[Start of section]
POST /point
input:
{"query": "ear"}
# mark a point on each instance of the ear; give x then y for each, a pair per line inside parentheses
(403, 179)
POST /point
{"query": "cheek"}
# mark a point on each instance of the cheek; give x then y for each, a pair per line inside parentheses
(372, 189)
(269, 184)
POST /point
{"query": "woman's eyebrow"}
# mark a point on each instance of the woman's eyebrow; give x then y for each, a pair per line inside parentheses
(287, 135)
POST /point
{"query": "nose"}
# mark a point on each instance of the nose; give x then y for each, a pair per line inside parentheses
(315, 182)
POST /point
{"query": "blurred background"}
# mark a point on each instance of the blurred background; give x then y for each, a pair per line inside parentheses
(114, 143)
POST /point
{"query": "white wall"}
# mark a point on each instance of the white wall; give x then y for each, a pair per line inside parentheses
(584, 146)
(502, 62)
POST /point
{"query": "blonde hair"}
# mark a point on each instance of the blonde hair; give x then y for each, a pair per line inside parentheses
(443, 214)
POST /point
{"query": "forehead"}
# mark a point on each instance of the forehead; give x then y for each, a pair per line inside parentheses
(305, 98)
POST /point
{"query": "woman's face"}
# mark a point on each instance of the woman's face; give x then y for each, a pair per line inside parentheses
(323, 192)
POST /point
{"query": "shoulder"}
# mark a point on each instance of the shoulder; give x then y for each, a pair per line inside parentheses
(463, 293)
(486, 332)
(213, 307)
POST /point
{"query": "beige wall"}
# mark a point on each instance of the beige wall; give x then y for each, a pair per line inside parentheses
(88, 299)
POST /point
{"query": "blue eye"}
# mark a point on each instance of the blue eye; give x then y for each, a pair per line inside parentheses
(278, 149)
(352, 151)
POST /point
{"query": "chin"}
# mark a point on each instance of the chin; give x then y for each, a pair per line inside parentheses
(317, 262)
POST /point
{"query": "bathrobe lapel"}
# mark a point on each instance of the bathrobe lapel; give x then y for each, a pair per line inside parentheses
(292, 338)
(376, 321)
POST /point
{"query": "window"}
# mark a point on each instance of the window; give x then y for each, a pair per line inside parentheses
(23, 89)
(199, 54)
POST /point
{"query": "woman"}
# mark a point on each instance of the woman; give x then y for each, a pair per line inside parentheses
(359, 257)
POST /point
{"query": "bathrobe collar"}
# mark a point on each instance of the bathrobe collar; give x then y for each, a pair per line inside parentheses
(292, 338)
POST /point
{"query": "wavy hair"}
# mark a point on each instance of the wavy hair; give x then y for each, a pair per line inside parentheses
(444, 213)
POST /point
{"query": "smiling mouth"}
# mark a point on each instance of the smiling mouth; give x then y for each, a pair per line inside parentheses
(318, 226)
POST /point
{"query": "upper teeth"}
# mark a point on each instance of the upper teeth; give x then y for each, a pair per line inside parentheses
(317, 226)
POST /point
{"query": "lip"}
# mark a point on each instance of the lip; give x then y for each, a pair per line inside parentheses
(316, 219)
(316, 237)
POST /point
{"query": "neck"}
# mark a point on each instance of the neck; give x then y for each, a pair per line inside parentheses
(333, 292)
[End of section]
• _What the exercise asks_:
Could you print all of the data above once more, unaltered?

• _Your solution_:
POST /point
input:
{"query": "ear"}
# mark a point on each instance of the ear; give x then y for each, a pair per line inside parentheses
(403, 179)
POST /point
{"query": "cheek"}
# mark a point on each instance of the cheek; give x then y for each, a pair per line inside parentheses
(372, 189)
(269, 184)
POST /point
{"query": "woman's eyebrow"}
# mark a point on each instance of the woman's eyebrow; give x then y for each, a pair per line inside parentheses
(287, 135)
POST /point
{"query": "nose"}
# mark a point on each instance of the nose; give x then y for each, a pair per line inside parentheses
(315, 182)
POST /point
{"query": "blurred background"}
# mark a point on each instance of the blurred background; give x then y for each, a pair per line inside parentheses
(114, 143)
POST /point
{"query": "white wall"}
# mark a point on each instance of the white wall; give x then y for each, a pair per line inside parentheses
(584, 146)
(502, 62)
POST /point
{"query": "blonde hair"}
# mark a point on each instance of the blonde hair; give x then y for each, a pair per line inside parentheses
(443, 214)
POST /point
{"query": "forehead"}
# mark a point on each instance of the forehead; give x then y for each, a pair per line inside parentheses
(305, 98)
POST /point
{"query": "woman's face"}
# mark a point on each instance of the woman's face; give x then y for each, a pair per line inside parentheses
(323, 192)
POST /point
{"query": "shoulder"}
# mark a point on each instance of the shoulder; give x then y for each, a pair per line inside parentheses
(463, 293)
(486, 332)
(213, 307)
POST /point
{"query": "beige wall"}
# mark a point on each instance of the beige wall; give x then y for each, a pair per line inside parentheses
(88, 299)
POST /point
{"query": "blue eye"}
# mark a point on each instance of the blue eye; give x then y for each, a pair per line inside parentheses
(278, 149)
(352, 151)
POST /point
{"query": "chin"}
# mark a point on each instance of the chin; give x then y for each, a pair per line inside parentheses
(317, 262)
POST /point
{"query": "bathrobe lapel"}
# mark a point on each instance of the bathrobe lapel; give x then y for each, a pair per line inside parentheses
(292, 338)
(376, 321)
POST /point
{"query": "window"}
# mark a point on each instance of the window; give x then y for each, a pair per line inside parentheses
(23, 89)
(199, 54)
POST /point
{"query": "woman"}
# mark a point on each instance of the woman; give x then y for each, a pair per line inside parentheses
(359, 257)
POST /point
{"query": "bathrobe collar"}
# mark a point on each instance of the bathrobe collar; give x then y for each, a pair per line inside parentheses
(292, 338)
POST /point
{"query": "wavy hair"}
# mark a point on each instance of the wavy hair; give x then y for each, a pair per line inside parentheses
(444, 213)
POST /point
{"query": "smiling mouth"}
# mark a point on each instance of the smiling mouth; give x then y for each, a pair per line inside parentheses
(318, 226)
POST /point
{"query": "upper teeth"}
# mark a point on each instance of the upper teeth; give x then y for each, a pair per line inside parentheses
(317, 226)
POST /point
{"query": "lip"}
# mark a point on each instance of the lip; give x then y for each, a pair per line inside parentheses
(316, 219)
(316, 237)
POST /point
{"query": "neck"}
# mark a point on each instance of the neck; give x then y for each, a pair per line inside parentheses
(333, 292)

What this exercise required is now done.